Task goal: Rewrite the data from the line with "Indicate the sign" to the end, switching "marker" to "point" throughout and leaving everything else as is. Return only those lines.

Excerpts of pointing data
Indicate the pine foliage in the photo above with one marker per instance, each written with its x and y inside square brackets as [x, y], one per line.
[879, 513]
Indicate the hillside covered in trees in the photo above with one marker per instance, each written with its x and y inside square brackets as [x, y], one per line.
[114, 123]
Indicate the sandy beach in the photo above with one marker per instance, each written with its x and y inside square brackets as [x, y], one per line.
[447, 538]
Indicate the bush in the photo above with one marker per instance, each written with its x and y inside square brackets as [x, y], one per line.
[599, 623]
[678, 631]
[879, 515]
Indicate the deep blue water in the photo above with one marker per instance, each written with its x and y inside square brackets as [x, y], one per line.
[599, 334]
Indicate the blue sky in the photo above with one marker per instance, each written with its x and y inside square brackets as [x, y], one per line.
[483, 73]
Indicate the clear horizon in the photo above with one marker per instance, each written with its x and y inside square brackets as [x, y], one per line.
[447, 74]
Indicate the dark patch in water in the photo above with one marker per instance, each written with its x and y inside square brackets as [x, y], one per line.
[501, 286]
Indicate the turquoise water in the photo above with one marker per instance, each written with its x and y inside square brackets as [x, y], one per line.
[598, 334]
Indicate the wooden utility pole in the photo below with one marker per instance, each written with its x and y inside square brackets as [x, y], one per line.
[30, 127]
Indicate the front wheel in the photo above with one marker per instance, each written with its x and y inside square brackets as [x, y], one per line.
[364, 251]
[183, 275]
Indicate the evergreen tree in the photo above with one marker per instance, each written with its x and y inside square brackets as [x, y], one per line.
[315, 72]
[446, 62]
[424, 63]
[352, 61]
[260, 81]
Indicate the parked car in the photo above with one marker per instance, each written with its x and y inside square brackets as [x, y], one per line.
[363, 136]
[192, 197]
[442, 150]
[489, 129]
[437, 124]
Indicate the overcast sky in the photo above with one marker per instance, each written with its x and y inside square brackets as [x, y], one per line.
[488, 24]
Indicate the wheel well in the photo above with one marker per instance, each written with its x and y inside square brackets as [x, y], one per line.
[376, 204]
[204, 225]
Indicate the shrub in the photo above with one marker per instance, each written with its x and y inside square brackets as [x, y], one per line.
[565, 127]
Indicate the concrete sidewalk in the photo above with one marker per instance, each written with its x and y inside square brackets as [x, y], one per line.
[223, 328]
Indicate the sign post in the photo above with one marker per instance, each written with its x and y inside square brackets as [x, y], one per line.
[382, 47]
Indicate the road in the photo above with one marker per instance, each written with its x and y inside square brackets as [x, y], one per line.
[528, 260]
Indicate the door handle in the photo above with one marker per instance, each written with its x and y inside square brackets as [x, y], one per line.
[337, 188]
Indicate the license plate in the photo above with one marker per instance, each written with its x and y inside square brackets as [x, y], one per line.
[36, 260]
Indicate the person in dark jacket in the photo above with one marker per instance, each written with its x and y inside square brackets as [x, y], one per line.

Correct response:
Indicate the sign post in the photo above with one point per instance, each written with its x and y inside square brackets as [x, y], one per line.
[382, 47]
Indicate the road in the photo above with one point per instance, each written with its x and y inside square brackets as [x, y], one per line.
[528, 260]
Indicate the door handle in the photo above with one point per instance, each written with its x and y inside square brackets as [x, y], one per line.
[337, 188]
Indicate the license plate in the photo above with one point per instance, each written with its x and y inside square brackets as [x, y], one per line.
[36, 260]
Indicate the person in dark jacket in the photo above with one point per instance, each written with its x and y inside square brackets as [x, y], one per line.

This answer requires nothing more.